**DIRECTIONS FOR THIS TASK**
Here is a listing, set out below; repeat its lines from the one with "Target: stucco texture wall" to the last, both included, and leave out the pictures.

Items from a dataset
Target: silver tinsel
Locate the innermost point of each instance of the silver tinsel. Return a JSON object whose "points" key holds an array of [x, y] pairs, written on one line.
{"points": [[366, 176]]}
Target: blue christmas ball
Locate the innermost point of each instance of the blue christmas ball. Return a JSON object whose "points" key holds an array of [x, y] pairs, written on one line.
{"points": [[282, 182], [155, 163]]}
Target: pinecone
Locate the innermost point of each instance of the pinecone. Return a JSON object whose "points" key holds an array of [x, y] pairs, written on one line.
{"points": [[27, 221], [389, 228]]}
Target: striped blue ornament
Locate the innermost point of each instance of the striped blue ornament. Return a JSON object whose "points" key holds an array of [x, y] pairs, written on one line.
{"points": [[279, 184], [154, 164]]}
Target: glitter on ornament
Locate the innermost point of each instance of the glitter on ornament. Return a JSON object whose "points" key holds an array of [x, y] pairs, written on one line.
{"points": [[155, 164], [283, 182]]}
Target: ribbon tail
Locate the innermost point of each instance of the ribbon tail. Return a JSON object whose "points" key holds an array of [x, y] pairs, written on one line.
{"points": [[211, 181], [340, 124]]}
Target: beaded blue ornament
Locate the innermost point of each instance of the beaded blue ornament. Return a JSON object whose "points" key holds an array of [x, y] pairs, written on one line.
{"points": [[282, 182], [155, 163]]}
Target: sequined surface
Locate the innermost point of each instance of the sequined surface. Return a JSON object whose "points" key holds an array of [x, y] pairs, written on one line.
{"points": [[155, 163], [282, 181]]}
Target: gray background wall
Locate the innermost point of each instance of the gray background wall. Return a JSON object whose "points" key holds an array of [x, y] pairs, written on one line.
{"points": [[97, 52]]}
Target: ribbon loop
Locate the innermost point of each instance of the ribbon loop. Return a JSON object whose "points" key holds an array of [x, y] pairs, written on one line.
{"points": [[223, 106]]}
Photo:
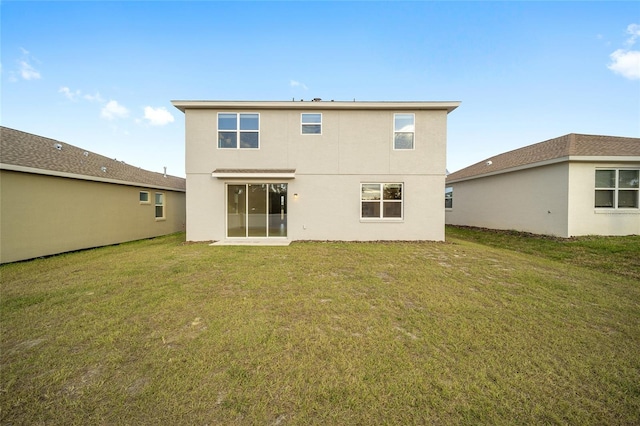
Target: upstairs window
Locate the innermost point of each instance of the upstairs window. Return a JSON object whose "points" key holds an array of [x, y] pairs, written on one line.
{"points": [[617, 189], [381, 201], [311, 124], [403, 131], [238, 130]]}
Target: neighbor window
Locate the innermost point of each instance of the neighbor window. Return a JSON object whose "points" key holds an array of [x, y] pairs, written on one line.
{"points": [[448, 197], [617, 188], [403, 131], [381, 201], [159, 205], [238, 130], [311, 124]]}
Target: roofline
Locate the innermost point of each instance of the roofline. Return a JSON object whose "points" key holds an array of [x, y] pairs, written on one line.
{"points": [[449, 106], [24, 169], [566, 159]]}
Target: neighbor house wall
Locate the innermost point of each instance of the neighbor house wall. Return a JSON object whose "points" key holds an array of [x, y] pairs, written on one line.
{"points": [[584, 218], [354, 147], [531, 200], [42, 215]]}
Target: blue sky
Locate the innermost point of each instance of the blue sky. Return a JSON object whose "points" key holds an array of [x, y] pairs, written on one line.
{"points": [[101, 75]]}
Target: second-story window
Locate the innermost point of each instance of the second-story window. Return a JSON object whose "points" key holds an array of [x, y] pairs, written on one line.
{"points": [[311, 124], [403, 131], [238, 130]]}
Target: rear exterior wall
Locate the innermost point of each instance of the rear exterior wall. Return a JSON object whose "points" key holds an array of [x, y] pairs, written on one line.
{"points": [[355, 147]]}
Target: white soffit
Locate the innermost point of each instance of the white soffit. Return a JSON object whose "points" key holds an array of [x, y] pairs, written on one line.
{"points": [[254, 173]]}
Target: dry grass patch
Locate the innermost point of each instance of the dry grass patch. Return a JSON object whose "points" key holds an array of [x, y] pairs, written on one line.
{"points": [[160, 332]]}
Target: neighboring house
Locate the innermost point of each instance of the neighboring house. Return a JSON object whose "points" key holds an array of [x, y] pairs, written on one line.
{"points": [[56, 197], [294, 170], [569, 186]]}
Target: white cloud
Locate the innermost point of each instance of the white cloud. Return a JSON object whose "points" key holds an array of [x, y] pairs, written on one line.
{"points": [[626, 62], [114, 110], [634, 31], [158, 116], [294, 83]]}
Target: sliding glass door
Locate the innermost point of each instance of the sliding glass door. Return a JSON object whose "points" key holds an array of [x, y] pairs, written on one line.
{"points": [[257, 210]]}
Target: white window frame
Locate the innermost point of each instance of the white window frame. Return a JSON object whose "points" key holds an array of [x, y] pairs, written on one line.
{"points": [[304, 124], [162, 204], [147, 201], [237, 130], [400, 131], [448, 190], [615, 189], [382, 202]]}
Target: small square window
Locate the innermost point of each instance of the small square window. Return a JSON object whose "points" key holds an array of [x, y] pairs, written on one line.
{"points": [[381, 201], [238, 130], [617, 189], [311, 124]]}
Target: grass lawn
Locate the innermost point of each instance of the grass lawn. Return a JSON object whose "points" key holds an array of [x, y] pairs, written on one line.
{"points": [[487, 328]]}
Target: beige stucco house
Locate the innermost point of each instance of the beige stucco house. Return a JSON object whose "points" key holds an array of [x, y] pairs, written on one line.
{"points": [[315, 170], [55, 198], [568, 186]]}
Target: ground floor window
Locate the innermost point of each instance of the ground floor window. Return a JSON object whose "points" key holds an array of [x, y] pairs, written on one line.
{"points": [[159, 205], [257, 210], [381, 200], [448, 197], [617, 188]]}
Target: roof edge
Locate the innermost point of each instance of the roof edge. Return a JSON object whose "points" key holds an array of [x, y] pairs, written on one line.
{"points": [[24, 169], [449, 106], [569, 159]]}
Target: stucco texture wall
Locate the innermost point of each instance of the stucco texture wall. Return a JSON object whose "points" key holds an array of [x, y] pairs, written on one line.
{"points": [[531, 200], [354, 147], [584, 218], [43, 215]]}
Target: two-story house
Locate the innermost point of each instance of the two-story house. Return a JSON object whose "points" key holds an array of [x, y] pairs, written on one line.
{"points": [[314, 170]]}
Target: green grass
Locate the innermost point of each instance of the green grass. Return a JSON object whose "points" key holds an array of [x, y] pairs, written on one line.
{"points": [[472, 331], [614, 255]]}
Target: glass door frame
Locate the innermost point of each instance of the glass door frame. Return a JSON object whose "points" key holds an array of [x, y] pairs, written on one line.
{"points": [[275, 222]]}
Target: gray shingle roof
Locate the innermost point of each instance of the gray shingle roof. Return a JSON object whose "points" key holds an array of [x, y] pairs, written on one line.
{"points": [[571, 145], [49, 155]]}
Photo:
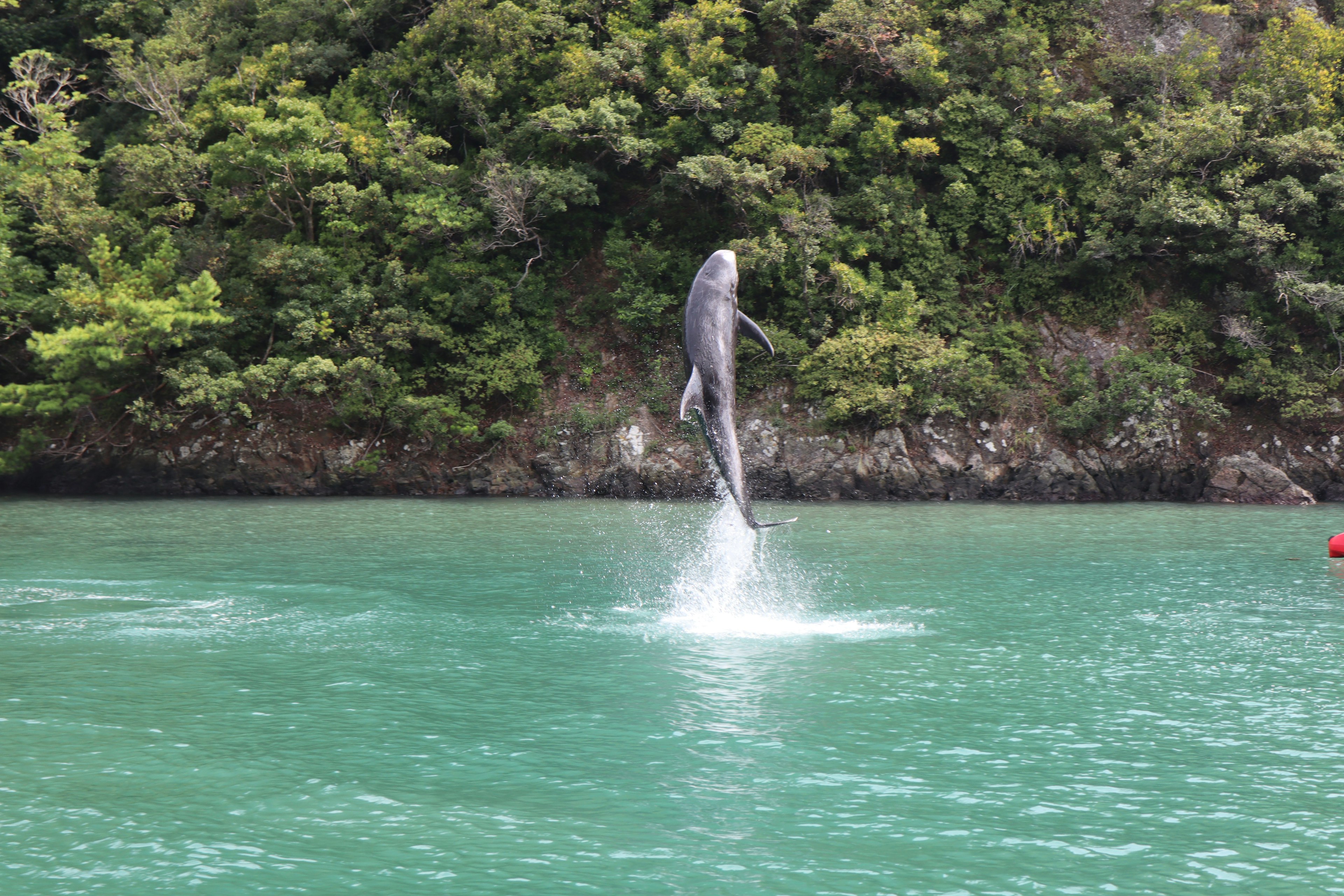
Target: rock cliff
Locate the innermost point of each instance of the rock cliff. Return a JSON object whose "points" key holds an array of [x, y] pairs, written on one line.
{"points": [[787, 457]]}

**CORRECT ANSWER**
Target: stucco texture wall
Locate the innermost point of each instance of the stucco texture wall. Return a JSON object whose "points" key holds an array of [x, y] pairs, written on one line.
{"points": [[531, 200], [354, 147], [584, 218], [43, 215]]}
Target: two-story house
Locate the innermost point of each instance of the two-story house. Return a JSON object whose "points" key holds an array of [x, y] pairs, written on one line.
{"points": [[314, 170]]}
Target: green grass
Locate the innermost point of each instance of the green grass. Return a JSON object whose "points" key holds an array of [x, y] pairs, written on one line.
{"points": [[472, 331], [614, 255]]}
Target: glass door frame
Locate the innermost point of each instance of the glass door frame. Return a JSON object whose "points" key holds an array of [x, y] pairs, written on one line.
{"points": [[275, 222]]}
Target: gray shingle roof
Locate the innermost point of each instance of the gray shingle roof. Return a JSON object whose "points" key holds an array of [x, y] pairs, written on one line.
{"points": [[571, 145], [49, 155]]}
Photo:
Target: rock cliff
Locate the innermost point of each instance of the rock cliff. Return a JSON object whose "points" key holds an array of [x, y] pairs, written on one line.
{"points": [[787, 457]]}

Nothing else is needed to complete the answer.